EXTRACT —
An Anxious Time in the Market
Jude Wanniski
February 5, 1996


The rise in the price of gold to $415 informs us that Federal Reserve Chairman Alan Greenspan and his colleagues will have no choice but to try to inflate the economy out of the recession it is now in if there is no break in the budget impasse. The stock market still believes there will be a deal that will include a 50% exclusion on capital gains, which would 1) abruptly end the national inventory liquidation now underway and 2) begin an inventory buildup in anticipation of economic expansion. When we say the economy is in “recession” we mean it is almost certain that when the final numbers are reported, economic growth will be negative in this quarter. It technically requires two successive quarters of negative GNP to constitute a formal recession, which means President Clinton and the 104th Republican Congress can avoid that blot on their historical escutcheon by doing a budget deal. An upturn now would probably produce enough statistical growth in the quarter beginning April 1 to offset this quarter’s red ink. Every day that passes without a deal is one day of economic production and wealth lost forever.

The threat to the financial markets comes from two directions. First, the National Governors’ Association is meeting with the President and congressional leaders in Washington to plead for a budget deal that will enable them to plan their state budgets, on which, in turn, county and local governments rely. If the government cannot respond to these appeals with a genuine break in the logjam that includes capgains, there must be a stock market correction that reflects the certainty of recession ahead. Second, the political pressure on the Fed will come, to pull the economy out of the ditch with easy money. Greenspan has taken one gamble with a quarter-point cut in the funds rate, in the face of declining demand for dollar liquidity. The silly story that the economic weakness can be attributed to snow and cold weather of course will not hold up when spring arrives and the slide continues. Conventional wisdom holds that Greenspan has it in his power to print greenbacks to save the economy. We are already hearing a rising crescendo attributing all our economic problems to Greenspan’s “failure” to slash rates left and right last year. We would like to think that Greenspan would resist the incredible pressures abuilding, but he has given us no reason to believe he will. If he is cutting rates by a quarter point with slight signs of economic weakness, how does he explain a refusal to cut rates by a half point when signs are clear?

GIVEN EXERCISE A — Can you scale the records from the line with "the brick building" through the final line of the records, both ends included? Rewrite each of those lines, requests too, with every coordinate in the answers multiplied by 1.75 and rounded to a whole number, halves rounded up.
The commentary above and the records that come next are unrelated material.

PROVIDED DATA —
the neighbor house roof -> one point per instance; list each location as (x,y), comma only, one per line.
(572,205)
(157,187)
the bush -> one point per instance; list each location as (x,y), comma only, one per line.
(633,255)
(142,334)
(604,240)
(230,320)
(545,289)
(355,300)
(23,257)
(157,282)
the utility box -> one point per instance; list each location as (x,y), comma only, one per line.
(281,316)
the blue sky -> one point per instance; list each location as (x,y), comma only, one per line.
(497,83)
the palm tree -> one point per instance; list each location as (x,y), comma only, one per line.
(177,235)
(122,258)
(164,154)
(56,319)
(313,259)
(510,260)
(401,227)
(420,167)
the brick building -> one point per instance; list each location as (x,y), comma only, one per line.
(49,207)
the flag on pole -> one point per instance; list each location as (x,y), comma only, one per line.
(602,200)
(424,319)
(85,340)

GIVEN EXERCISE B —
Answer these about the market commentary:
(i) To what price did gold rise?
(ii) What size of cut in the funds rate has Greenspan made?
(iii) Which group is meeting with the President and congressional leaders in Washington?

REPLY A —
the brick building -> one point per instance; list each location as (x,y), comma only, one per line.
(86,362)
the flag on pole -> one point per instance; list each location as (x,y), comma only, one per line.
(1054,350)
(742,558)
(149,595)

REPLY B —
(i) $415
(ii) A quarter point
(iii) The National Governors' Association